--- Provided records ---
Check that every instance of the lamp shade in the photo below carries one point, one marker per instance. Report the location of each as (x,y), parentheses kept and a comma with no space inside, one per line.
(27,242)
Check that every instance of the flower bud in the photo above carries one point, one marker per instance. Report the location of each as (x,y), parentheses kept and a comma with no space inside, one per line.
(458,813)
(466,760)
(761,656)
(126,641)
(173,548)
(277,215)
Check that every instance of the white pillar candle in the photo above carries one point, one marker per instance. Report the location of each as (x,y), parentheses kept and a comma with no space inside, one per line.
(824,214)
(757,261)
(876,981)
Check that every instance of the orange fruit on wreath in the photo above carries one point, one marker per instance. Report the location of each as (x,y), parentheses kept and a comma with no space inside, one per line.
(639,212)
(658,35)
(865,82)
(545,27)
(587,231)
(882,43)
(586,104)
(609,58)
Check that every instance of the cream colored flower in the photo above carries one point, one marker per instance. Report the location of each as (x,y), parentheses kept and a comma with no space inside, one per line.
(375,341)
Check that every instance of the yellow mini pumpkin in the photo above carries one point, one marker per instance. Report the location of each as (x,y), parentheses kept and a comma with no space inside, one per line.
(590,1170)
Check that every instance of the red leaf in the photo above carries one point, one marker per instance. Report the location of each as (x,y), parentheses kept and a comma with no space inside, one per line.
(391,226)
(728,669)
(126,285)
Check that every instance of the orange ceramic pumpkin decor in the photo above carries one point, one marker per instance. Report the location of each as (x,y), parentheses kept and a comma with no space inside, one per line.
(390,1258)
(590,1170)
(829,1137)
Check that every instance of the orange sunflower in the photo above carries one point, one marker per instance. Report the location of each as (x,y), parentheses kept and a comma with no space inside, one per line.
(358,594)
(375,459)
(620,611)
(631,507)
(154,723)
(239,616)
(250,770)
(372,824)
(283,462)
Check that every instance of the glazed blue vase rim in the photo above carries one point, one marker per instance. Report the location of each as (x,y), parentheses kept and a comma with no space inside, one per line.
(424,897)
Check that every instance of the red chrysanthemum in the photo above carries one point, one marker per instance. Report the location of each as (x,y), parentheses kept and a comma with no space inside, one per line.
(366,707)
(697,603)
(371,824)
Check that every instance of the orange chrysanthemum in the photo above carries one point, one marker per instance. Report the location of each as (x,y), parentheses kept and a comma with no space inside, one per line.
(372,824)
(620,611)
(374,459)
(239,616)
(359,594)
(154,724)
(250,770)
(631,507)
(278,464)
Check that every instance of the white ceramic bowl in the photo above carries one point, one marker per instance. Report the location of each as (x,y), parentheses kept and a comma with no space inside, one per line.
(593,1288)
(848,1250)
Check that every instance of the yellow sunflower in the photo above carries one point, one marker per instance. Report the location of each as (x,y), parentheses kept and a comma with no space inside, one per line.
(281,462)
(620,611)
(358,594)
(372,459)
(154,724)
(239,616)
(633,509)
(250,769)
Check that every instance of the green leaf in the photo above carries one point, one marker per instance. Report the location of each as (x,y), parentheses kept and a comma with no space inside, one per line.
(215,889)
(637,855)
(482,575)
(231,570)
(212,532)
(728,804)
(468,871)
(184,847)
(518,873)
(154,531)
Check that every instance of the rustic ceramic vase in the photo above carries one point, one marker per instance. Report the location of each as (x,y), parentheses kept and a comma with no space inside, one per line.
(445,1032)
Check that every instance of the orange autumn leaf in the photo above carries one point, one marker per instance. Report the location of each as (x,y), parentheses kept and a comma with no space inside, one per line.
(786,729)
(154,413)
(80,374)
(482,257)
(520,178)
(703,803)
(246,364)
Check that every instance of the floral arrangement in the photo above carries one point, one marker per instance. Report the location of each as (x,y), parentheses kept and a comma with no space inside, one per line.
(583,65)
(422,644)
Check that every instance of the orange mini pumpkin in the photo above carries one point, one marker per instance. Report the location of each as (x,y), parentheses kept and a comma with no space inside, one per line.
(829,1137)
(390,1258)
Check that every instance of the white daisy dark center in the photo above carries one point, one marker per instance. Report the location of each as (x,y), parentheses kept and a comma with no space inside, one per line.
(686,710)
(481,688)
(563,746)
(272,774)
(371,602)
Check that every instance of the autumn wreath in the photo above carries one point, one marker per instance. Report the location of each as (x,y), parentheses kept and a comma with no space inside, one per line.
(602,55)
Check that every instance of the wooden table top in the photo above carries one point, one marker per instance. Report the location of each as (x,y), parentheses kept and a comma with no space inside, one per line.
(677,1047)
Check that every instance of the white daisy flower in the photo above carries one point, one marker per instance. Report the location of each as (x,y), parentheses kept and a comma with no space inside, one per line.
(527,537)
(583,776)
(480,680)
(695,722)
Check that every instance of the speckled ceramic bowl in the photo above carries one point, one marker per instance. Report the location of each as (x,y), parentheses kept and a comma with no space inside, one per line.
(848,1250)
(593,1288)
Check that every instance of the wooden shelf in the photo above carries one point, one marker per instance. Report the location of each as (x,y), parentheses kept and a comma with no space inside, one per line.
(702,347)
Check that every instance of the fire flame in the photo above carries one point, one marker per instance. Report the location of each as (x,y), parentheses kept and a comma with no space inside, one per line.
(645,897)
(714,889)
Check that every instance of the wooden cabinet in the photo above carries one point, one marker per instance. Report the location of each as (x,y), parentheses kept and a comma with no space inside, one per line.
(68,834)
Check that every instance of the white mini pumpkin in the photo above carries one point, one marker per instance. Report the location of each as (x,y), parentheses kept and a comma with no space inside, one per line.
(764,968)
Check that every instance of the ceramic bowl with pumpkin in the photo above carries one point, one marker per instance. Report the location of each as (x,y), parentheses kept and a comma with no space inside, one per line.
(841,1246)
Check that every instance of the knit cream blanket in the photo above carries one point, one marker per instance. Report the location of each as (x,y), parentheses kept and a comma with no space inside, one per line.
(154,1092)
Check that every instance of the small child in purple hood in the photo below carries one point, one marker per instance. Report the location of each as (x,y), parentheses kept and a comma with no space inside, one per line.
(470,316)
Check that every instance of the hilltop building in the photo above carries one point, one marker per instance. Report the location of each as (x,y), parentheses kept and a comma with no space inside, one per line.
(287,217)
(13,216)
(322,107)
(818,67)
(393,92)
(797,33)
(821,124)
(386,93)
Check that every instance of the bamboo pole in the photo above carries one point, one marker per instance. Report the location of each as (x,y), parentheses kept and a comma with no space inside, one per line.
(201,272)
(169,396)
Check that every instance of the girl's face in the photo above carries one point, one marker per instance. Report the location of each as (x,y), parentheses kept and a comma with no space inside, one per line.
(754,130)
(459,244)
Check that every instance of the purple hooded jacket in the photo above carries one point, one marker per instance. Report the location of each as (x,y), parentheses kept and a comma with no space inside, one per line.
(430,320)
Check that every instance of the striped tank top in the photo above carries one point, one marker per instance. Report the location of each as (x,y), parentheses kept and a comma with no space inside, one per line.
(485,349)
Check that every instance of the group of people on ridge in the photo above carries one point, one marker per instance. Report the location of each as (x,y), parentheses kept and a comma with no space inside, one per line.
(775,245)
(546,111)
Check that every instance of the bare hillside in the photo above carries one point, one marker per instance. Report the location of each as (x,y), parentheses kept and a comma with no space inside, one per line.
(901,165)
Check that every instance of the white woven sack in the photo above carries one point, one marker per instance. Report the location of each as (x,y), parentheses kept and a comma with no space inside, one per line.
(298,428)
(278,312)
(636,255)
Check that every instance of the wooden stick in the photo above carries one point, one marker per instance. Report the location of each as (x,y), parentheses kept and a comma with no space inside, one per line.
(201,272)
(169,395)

--- Directions for this task ---
Please write out again everything from the line containing "Check that every instance of the wooden stick" down to the end of the listing above, request line included, shifting each point coordinate by adding 137 to both its x and y values.

--- Answer to this problem ---
Check that every instance of the wooden stick in the photo above carries one point, one marker per instance. Report the location of each as (x,y), parentheses kept and a comma with no space inside, one per line.
(338,409)
(306,532)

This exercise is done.